This is how we talk.  Haha...
We met on the tennis courts for our first outdoor training session since the forced closure of the Crystal Pool & Fitness Centre and soon moved into the lobby to talk shop. Jonathan made the colossal mistake of asking me how I was doing...and I lost it.  My eyes welled up with tears and I asked him, "You mean beyond being disappointed in myself for gaining weight?"  And then, I clammed up because that's what you do when tears spill down all over you face and you don't really want to talk about what's actually bothering you.  I don't normally talk about personal issues with the ninja...beyond what's happening with my cat's health.  Perhaps it was my depression rearing it's ugly head once more, or maybe it was just the fact that I needed a break in my routine after 4 continuous months of twice daily training except on weekends and clean eating all the bloody time, or it could have been that I was overwhelmed by the positive response of people whom I don't know at all commending me on my progress and celebrating my weight loss, when all I could think about was my failure to lose anything in the last couple of weeks.
━━━━━━━━━━━━━━━━
Written tasks:
#1 Answer these questions using the training session excerpt, and mark your answers (a), (b) and (c):
(a) Where did the first outdoor training session take place before the talk moved to the lobby?
(b) Who asked the writer how things were going?
(c) For how many continuous months had the writer been training twice daily except on weekends?
#2 Summarize the training session excerpt in two sentences.
The material after this text is separate and has no connection to it.

Material provided:
━━━━━━━━━━━━━━━━
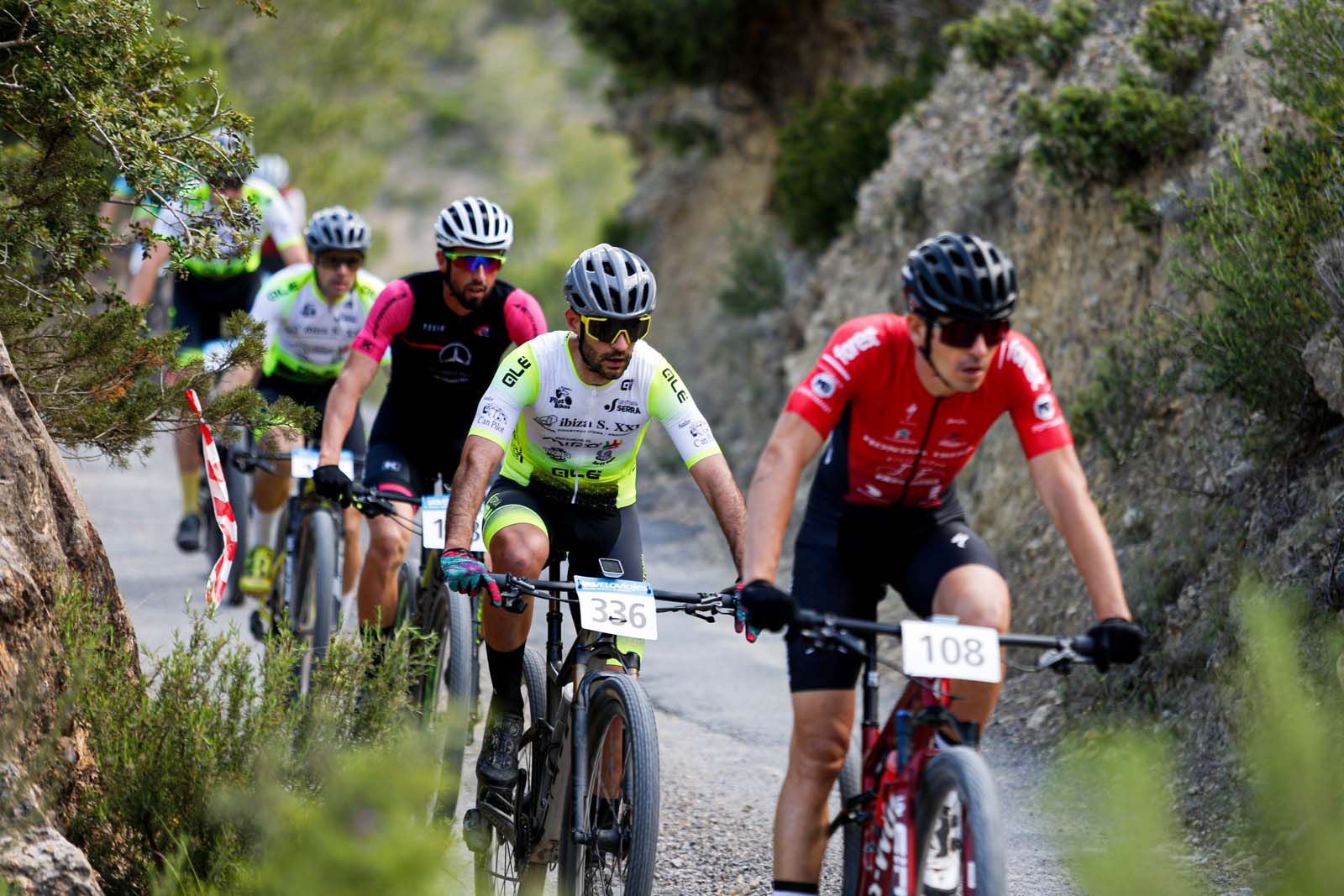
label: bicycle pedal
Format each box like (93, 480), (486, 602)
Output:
━━━━━━━━━━━━━━━━
Problem solutions:
#1
(a) On the tennis courts
(b) Jonathan
(c) 4

#2 At the first outdoor training session since the Crystal Pool & Fitness Centre was forced to close, Jonathan asked the writer how things were going, and the writer teared up, mentioned disappointment about gaining weight, and then clammed up. The writer suggests the cause may have been depression, a need for a break after 4 months of twice-daily training and clean eating, or feeling overwhelmed by strangers praising the weight loss while the writer could only think about losing nothing in the last couple of weeks.